### Brief:
Return verbatim the lines beginning with the one that contains "Target = yellow truck" and ending with the one that contains "x=366 y=426", both included. Omit the pictures from your answer.
--- Start Input records ---
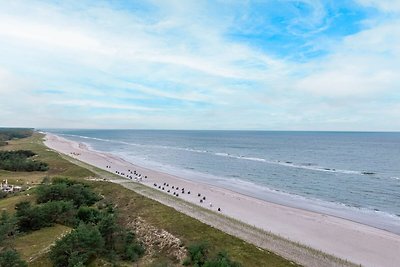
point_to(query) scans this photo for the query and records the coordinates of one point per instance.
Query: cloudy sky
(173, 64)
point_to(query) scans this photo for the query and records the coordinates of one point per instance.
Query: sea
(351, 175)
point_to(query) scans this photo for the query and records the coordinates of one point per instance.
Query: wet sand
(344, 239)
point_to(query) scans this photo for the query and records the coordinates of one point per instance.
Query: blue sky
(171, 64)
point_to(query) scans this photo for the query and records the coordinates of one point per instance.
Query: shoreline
--- End Input records ---
--- Start Input records ---
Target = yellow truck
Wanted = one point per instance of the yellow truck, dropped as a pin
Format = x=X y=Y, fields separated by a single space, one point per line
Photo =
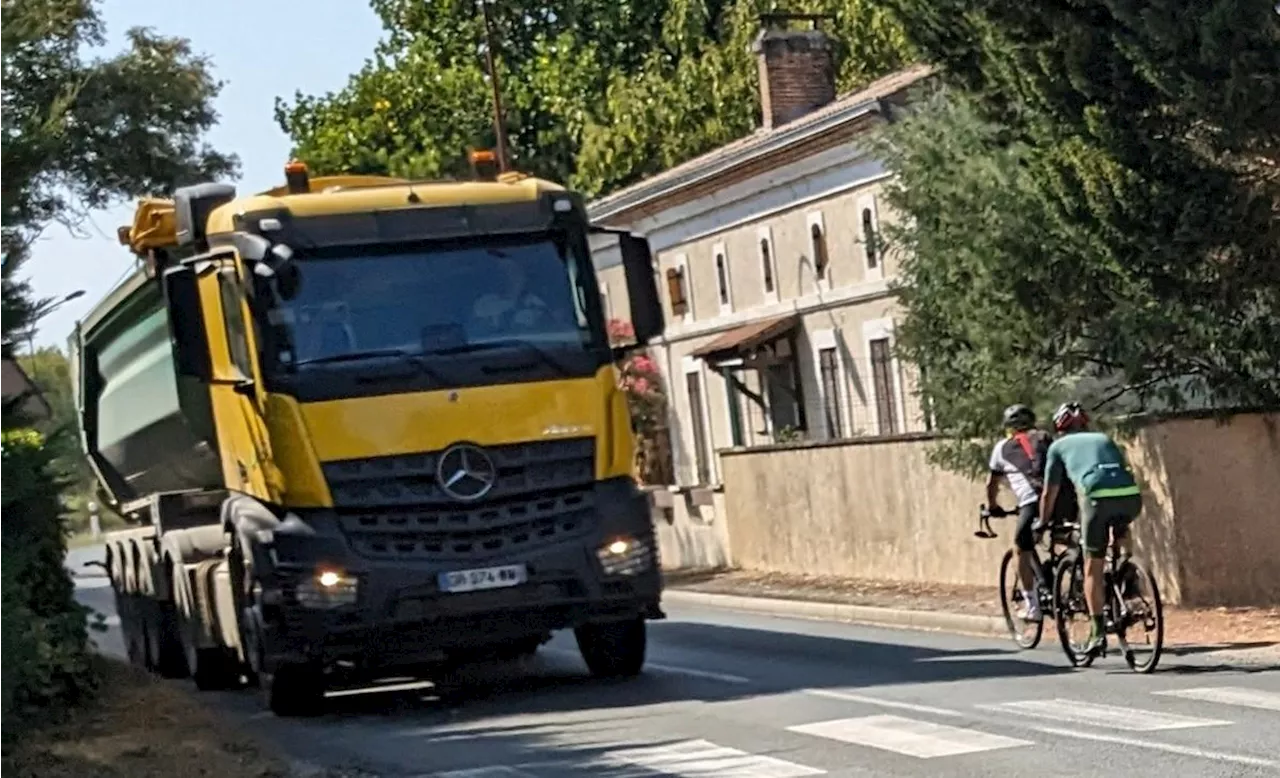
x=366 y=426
--- End Input records ---
### Task answer:
Target = yellow truck
Wanted = one point per instance of the yellow truck, dropped as a pin
Format = x=X y=Y, fields separated by a single space, one point per line
Photo =
x=366 y=426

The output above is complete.